OBJECTIVE:
Rescale the records between the lines holding "where the swimming" and "426;582;1200;800", inclusive, writing out only those lines again, requests unchanged. In the answers, multiply each bounding-box coordinate by 2.05 and round it to a whole number, with halves rounded up.

TASK DATA:
************

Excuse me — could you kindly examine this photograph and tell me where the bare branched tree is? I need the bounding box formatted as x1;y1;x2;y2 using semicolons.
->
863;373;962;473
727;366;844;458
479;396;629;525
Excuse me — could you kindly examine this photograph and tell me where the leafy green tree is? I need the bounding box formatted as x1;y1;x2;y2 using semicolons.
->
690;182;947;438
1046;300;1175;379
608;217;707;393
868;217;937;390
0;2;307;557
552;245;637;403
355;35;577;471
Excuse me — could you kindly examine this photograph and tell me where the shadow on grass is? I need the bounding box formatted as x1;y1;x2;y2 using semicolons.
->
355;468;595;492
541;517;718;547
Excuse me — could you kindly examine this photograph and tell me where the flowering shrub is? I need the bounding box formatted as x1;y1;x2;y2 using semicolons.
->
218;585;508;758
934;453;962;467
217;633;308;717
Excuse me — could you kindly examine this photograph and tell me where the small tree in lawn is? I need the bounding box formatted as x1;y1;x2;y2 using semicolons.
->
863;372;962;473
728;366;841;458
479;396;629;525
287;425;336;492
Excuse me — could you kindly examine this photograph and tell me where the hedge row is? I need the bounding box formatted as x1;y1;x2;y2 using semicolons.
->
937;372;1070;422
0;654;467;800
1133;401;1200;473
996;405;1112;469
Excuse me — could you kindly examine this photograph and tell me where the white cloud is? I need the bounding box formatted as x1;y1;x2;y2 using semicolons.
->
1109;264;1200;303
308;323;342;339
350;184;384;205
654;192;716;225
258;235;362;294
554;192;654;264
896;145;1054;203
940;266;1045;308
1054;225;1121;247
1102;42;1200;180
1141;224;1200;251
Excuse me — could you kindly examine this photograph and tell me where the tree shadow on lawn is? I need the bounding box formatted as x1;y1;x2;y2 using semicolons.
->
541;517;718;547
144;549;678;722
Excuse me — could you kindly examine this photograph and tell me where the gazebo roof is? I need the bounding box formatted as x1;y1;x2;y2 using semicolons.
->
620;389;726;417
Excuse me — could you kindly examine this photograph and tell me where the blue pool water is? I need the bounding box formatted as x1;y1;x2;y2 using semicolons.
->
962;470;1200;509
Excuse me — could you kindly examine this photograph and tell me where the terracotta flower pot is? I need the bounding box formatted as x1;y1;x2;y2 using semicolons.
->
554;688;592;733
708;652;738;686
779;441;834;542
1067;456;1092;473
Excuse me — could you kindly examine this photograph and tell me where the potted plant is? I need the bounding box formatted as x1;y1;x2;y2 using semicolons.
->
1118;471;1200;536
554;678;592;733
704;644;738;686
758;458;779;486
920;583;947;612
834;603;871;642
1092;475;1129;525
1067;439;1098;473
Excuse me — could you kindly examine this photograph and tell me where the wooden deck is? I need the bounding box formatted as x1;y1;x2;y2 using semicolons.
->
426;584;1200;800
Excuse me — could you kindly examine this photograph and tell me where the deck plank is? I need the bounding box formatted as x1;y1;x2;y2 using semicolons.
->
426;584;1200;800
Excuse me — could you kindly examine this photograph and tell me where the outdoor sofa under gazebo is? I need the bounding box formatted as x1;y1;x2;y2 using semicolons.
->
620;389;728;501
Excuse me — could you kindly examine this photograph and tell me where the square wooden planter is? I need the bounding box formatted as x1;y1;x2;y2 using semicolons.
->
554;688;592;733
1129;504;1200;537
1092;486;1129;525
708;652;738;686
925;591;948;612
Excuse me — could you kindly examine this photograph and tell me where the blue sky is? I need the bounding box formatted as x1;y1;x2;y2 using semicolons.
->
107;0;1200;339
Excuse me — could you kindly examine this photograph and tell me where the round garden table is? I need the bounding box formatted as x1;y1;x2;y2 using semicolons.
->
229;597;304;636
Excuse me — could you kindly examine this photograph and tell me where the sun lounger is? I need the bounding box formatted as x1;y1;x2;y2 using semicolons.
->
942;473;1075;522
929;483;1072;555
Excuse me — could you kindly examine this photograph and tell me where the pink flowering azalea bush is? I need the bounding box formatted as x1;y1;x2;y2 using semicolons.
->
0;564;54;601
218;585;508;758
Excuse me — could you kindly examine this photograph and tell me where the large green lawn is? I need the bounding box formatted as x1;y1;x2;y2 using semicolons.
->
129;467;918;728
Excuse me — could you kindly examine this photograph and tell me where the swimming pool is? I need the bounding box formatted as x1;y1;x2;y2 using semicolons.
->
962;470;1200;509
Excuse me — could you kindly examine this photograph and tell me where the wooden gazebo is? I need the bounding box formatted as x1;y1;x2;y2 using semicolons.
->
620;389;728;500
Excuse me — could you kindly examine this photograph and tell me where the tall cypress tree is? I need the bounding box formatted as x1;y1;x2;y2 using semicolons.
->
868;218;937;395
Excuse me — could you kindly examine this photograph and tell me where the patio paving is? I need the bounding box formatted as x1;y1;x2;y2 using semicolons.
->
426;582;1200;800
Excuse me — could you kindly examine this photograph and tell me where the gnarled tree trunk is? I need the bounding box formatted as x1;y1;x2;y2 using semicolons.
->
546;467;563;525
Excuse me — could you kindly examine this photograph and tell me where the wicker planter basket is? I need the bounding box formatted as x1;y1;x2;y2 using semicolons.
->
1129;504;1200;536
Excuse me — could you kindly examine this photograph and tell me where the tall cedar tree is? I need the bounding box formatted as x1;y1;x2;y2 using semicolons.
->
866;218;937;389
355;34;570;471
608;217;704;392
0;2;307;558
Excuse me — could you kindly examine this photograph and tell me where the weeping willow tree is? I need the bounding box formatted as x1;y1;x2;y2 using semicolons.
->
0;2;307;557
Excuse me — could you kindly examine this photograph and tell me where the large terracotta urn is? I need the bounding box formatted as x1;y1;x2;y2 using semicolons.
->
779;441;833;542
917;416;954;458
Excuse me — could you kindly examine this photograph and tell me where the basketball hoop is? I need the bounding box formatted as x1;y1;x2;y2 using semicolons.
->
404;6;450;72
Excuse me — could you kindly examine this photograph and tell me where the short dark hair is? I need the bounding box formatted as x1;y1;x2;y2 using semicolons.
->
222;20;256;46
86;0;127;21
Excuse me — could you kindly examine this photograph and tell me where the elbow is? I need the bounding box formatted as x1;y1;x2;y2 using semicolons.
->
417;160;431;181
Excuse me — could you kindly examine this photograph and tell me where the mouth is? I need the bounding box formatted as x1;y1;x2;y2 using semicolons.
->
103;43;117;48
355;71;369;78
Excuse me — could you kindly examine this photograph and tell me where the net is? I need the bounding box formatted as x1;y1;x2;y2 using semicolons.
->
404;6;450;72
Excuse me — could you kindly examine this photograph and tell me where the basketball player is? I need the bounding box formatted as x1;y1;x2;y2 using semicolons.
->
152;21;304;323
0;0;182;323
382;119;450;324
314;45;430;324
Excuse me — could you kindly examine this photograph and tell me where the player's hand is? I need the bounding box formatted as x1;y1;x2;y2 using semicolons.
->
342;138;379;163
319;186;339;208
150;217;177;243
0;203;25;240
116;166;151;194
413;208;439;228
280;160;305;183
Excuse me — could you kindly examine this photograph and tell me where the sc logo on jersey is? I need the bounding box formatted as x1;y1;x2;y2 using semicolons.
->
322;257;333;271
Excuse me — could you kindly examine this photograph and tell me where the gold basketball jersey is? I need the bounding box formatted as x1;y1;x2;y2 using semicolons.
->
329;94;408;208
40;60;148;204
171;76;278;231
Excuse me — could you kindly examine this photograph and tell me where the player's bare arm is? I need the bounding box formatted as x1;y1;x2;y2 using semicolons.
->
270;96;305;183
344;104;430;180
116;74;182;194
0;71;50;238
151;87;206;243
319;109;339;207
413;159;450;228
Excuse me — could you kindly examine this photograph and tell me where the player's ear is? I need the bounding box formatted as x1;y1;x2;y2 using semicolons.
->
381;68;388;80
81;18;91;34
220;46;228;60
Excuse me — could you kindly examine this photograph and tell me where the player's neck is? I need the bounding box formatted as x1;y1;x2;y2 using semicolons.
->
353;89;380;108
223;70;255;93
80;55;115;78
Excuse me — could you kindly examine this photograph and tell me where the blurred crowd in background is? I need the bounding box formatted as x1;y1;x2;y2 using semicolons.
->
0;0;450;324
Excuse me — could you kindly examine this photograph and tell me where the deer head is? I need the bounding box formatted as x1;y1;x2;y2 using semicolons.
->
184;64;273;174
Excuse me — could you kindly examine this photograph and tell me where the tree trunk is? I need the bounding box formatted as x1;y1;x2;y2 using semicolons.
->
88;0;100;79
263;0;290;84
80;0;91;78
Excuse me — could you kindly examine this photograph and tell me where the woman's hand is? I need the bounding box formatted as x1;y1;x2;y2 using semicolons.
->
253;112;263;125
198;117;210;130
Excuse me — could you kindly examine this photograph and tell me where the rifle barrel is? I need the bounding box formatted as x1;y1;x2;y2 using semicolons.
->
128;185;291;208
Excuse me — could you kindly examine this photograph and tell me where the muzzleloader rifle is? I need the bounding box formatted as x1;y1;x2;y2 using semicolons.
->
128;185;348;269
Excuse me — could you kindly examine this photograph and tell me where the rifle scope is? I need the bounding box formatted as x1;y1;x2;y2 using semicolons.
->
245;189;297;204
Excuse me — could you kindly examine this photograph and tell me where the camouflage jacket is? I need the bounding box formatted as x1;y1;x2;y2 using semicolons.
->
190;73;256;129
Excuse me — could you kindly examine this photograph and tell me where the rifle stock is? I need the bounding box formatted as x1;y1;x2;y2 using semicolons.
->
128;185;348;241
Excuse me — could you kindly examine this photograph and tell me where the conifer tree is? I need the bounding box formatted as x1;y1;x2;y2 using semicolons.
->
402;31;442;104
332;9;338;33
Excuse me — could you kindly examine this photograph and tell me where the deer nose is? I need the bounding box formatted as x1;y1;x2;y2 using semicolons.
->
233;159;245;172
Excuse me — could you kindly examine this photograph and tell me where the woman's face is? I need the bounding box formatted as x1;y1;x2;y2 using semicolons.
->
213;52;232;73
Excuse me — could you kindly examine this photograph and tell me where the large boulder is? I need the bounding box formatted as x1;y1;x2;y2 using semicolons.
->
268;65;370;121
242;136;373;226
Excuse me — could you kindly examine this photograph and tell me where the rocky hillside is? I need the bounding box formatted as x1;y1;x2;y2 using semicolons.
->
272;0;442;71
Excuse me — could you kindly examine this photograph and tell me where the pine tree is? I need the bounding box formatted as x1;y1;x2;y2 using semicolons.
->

************

WRITTEN ANSWER:
Excuse me — could you kindly examine this photograph and tell me where the swimming pool is? I need the bounding box formatted as x1;y1;x2;y2 using semicolons.
->
1972;964;2460;1043
Excuse me — could you kindly examine this photograph and tell me where the wooden gazebo is? I need the bounding box formatted as x1;y1;x2;y2 using semicolons.
->
1271;797;1492;1025
Excuse me — could you kindly examine this photograph and tell me where the tall cypress tree is? I need the bounding box formatted as x1;y1;x2;y2 using semicolons.
->
1779;447;1921;810
Excuse me — could you kindly examine this photograph and tell me where the patio paving is? I need the bounding box formatted as x1;y1;x2;y2 using semicolons.
->
873;1193;2460;1640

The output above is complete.